─── INFORMATION GIVEN
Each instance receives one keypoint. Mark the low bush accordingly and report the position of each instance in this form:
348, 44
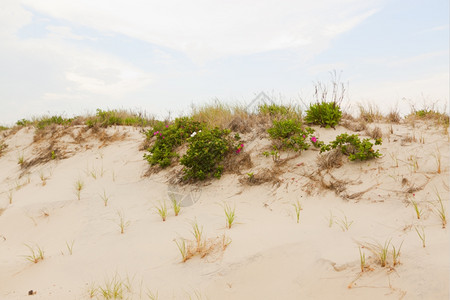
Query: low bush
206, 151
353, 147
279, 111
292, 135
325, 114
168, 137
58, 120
──────
─── INFORMATION GIVEN
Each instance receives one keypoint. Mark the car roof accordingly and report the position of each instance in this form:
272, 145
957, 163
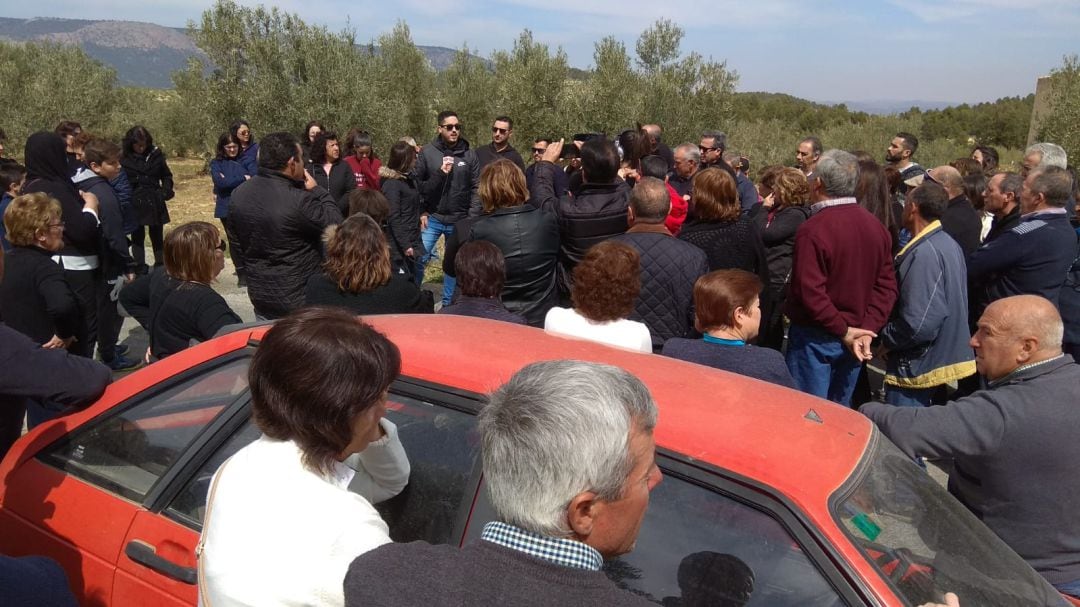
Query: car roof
──────
─── INFORMATION GIVEN
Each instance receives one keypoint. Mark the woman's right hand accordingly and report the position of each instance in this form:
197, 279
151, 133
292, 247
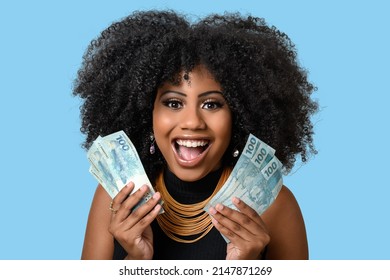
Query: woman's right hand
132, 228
──────
PROBLEM TO WORK ON:
For every line of the material above that contains the word "Mark", show the line.

REPLY:
Each instance receives one keypoint. Mark the low bush accordingly and report the position of each instance in this form:
Each instance receives one keypoint. Mark the car roof accordingly and report the position of each instance in this form:
Each instance receives one keypoint. Mark the woman's right hand accordingly and report the position of each instance in this form:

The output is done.